[Coordinate annotation records]
- - -

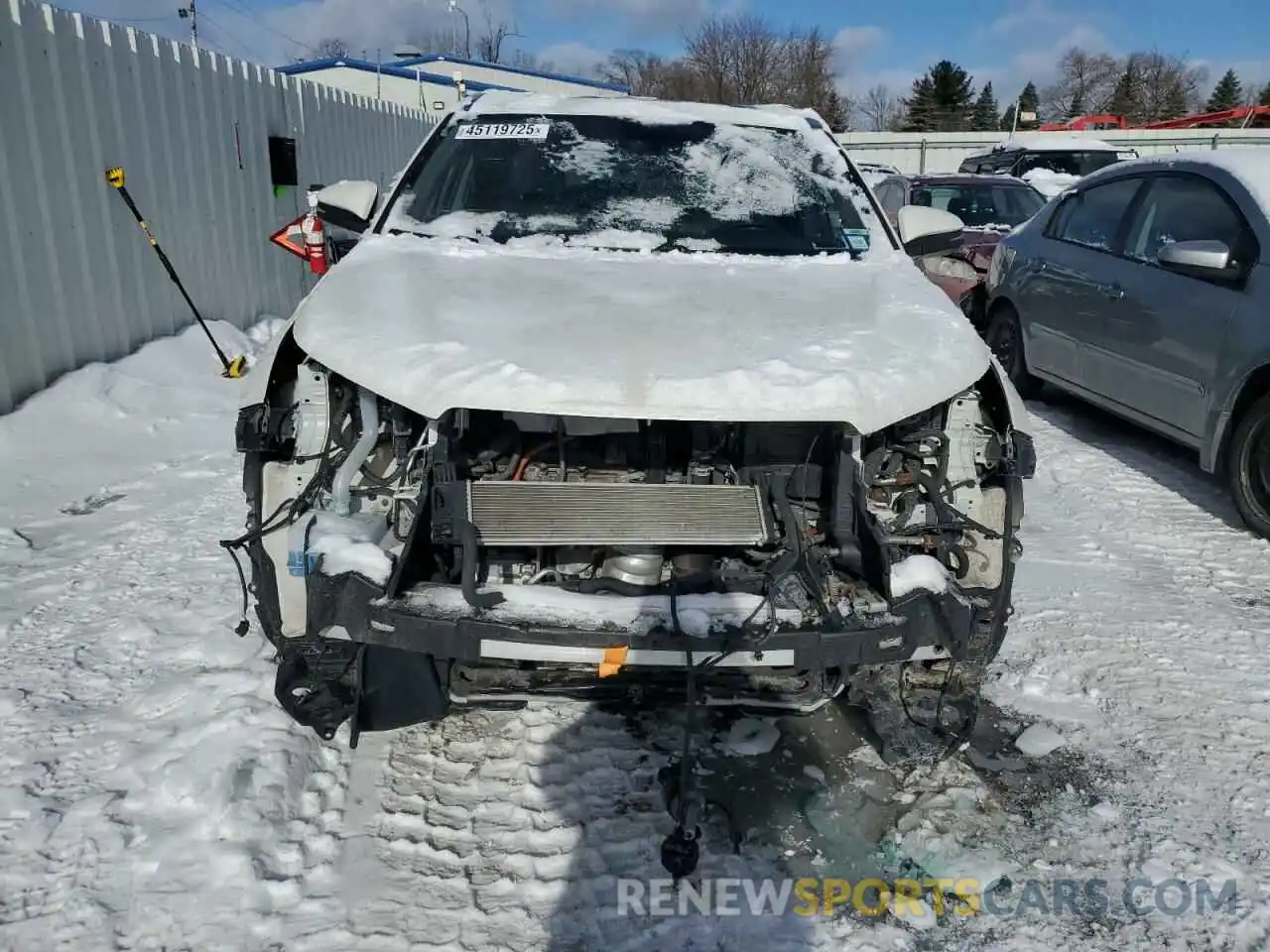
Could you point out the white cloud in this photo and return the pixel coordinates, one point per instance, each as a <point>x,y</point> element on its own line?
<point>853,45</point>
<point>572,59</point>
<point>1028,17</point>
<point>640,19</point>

- - -

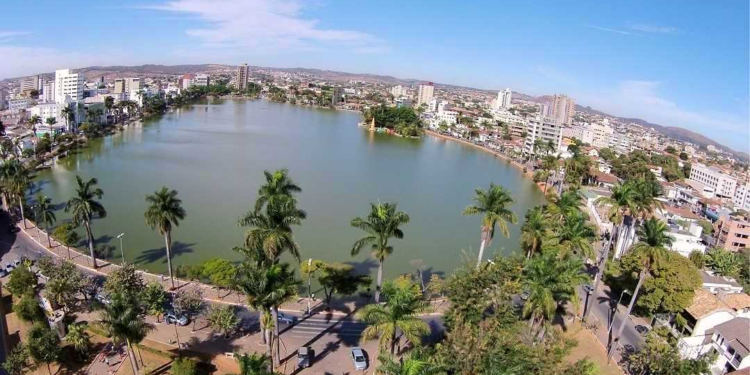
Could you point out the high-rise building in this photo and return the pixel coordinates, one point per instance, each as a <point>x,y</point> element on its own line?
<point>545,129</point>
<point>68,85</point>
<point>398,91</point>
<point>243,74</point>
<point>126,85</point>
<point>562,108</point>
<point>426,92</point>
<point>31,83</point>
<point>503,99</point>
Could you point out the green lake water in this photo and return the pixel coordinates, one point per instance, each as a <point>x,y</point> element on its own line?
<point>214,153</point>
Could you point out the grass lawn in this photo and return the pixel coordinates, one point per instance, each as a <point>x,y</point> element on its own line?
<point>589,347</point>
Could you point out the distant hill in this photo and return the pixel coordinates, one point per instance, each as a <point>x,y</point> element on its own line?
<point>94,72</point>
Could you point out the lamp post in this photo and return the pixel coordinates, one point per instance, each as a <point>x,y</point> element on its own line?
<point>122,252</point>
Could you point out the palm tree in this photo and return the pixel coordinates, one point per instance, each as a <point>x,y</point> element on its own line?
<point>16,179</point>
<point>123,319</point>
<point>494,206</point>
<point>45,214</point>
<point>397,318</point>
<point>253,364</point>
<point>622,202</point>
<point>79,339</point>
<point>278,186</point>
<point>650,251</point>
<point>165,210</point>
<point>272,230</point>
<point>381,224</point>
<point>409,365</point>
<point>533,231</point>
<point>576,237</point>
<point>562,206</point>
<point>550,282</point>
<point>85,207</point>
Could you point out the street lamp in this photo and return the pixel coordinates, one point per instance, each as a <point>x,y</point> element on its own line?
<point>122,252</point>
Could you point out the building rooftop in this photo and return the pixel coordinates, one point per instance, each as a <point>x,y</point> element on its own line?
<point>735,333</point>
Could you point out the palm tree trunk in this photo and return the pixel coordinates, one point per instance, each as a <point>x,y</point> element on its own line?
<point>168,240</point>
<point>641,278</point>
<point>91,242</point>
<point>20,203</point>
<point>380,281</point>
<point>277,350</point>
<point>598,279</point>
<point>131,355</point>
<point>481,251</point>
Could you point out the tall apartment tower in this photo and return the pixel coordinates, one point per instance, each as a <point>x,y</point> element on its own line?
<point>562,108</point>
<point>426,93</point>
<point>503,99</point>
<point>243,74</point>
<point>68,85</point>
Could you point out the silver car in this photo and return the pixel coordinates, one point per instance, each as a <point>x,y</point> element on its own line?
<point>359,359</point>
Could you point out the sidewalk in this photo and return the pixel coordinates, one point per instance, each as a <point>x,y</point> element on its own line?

- - -

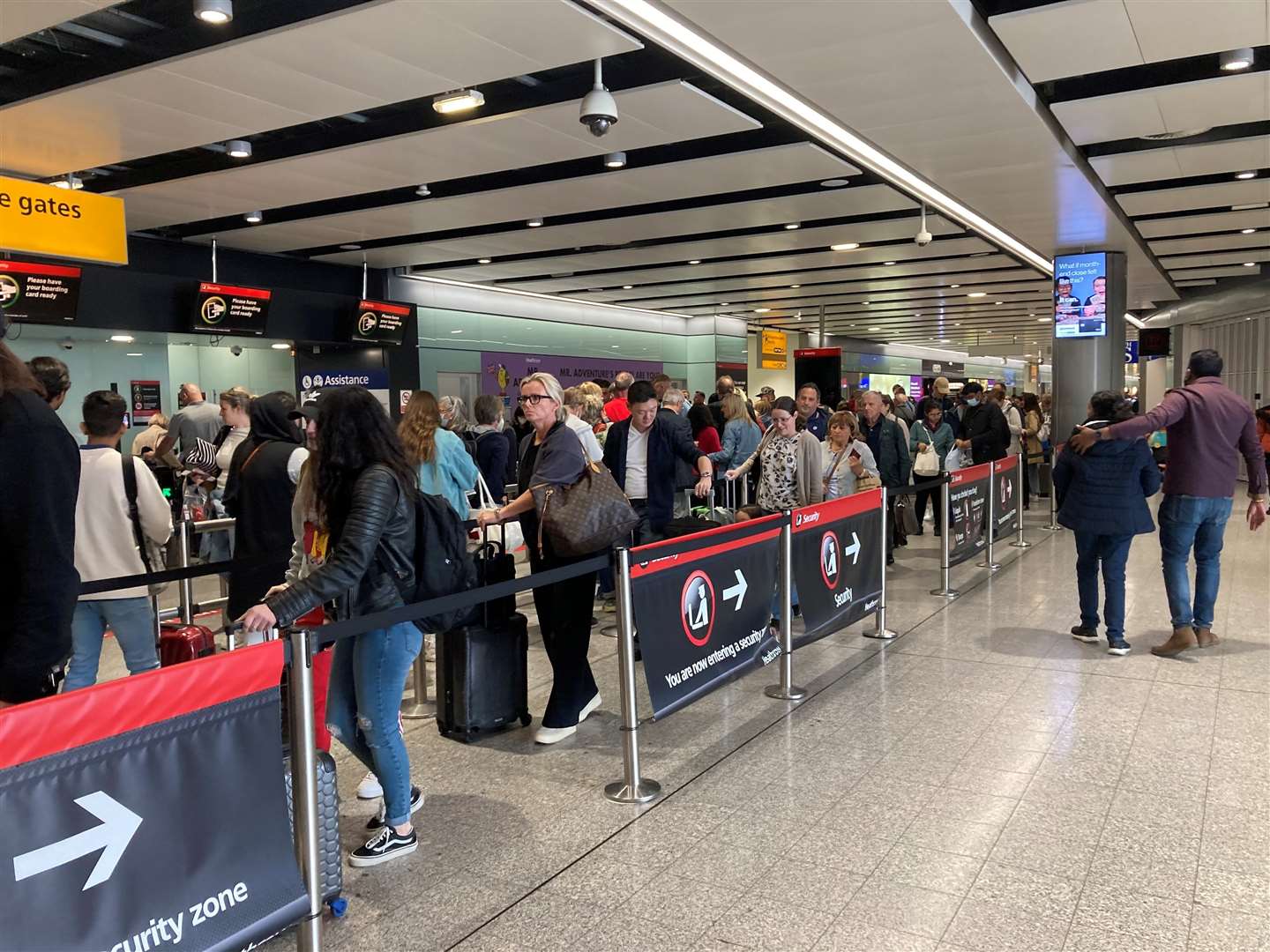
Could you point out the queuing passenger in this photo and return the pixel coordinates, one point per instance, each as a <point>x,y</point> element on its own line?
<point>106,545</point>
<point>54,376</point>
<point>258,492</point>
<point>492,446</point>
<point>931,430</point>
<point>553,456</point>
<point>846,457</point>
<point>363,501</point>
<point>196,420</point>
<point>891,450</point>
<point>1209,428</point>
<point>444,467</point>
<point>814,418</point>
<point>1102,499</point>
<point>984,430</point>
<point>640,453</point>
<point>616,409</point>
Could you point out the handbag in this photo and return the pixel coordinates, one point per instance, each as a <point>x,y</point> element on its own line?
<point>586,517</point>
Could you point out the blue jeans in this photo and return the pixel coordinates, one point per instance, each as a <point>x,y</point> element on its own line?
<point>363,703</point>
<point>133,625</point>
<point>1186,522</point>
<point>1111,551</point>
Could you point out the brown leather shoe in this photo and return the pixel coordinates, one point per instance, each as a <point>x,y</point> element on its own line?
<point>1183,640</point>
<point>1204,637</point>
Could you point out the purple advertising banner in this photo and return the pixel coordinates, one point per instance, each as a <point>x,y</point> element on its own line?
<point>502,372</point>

- - -

Request: Rewrite all the lines between the one holding "Could you point out the high-rise" and the one holding "<point>94,72</point>", inclusive, keeping every line and leaving the wording unchanged. Scale each x and y coordinate by 2.1 and round to the nearest whole number, with halves rounded up.

Exercise answer:
Could you point out the high-rise building in this photo and return the pixel coordinates, one point per instance, each as a <point>x,y</point> element on its own line?
<point>1145,271</point>
<point>143,179</point>
<point>836,191</point>
<point>510,155</point>
<point>265,179</point>
<point>1180,227</point>
<point>895,193</point>
<point>65,174</point>
<point>1056,208</point>
Could you point out the green lake water in this photo and return the pixel coordinates, one point per instance, each as a <point>x,y</point> element on its own line?
<point>449,321</point>
Could you point out the grass lawn in this photo and return the pixel coordinates, one point per instance, each as a <point>x,y</point> element on its own line?
<point>1237,729</point>
Could you point out the distant hill in this photo and return the pixel coordinates, one point per instance, each as a <point>x,y</point> element on its own line?
<point>197,151</point>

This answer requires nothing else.